***** Quoted passage *****

An MCL is a standard set by US EPA that indicates the maximum
concentration of a contaminant that can be present in drinking water and have that water still be deemed “fit for human consumption” for each contaminant.
See a list of current MCLs enforced by EPA here.
What Is the Contaminant Candidate List?
Under 1996’s Safe Drinking Water Act Amendment, Congress directed EPA to create a list of contaminants that are:
The presence of a chemical on the CCL does not automatically indicate that the chemical is regulated or even that it will be regulated in the future.
- Not currently subject to regulation under the SDWA, but
- Are known, or are anticipated, to occur in public drinking water systems and may require SDWA regulation.
But it is a “heads-up” to public water systems that regulations might be written down the line.
EPA is required to update the CCL every five years. The first version was published in 1998 and the most recent in 2016. The CCL4 includes twelve microbiological contaminants and 97 chemical contaminants or contaminant groups.
How Do Chemicals Go from the CCL to Full Regulation?
EPA is required by law to make regulatory determinations on at least five chemicals on each CCL update. That is, out of the 109 items on the CCL4, EPA must decide whether to create MCLs for at least five of them by November 17, 2021.
The “regulatory determination’ that EPA makes may or may not impose a new MCL. EPA can decide that no action is necessary to protect human health—the decision to not
create an MCL also counts as a “regulatory determination,” even though no new rules must be created.

***** Recorded data *****

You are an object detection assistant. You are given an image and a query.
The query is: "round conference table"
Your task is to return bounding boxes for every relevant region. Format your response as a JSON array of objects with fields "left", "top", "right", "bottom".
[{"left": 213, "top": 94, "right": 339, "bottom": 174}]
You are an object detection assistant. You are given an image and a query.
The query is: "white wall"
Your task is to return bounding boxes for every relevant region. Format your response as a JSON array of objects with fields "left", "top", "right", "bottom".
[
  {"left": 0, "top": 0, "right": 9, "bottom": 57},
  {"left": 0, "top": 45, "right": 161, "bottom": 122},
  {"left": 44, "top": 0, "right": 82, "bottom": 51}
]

*****

[Task prompt]:
Answer these questions from the text on drinking water standards:
(a) How often is EPA required to update the CCL?
(b) How many microbiological contaminants does the CCL4 include?
(c) By what date must EPA decide whether to create MCLs for at least five items on the CCL4?

[Your response]:
(a) Every five years.
(b) Twelve.
(c) November 17, 2021.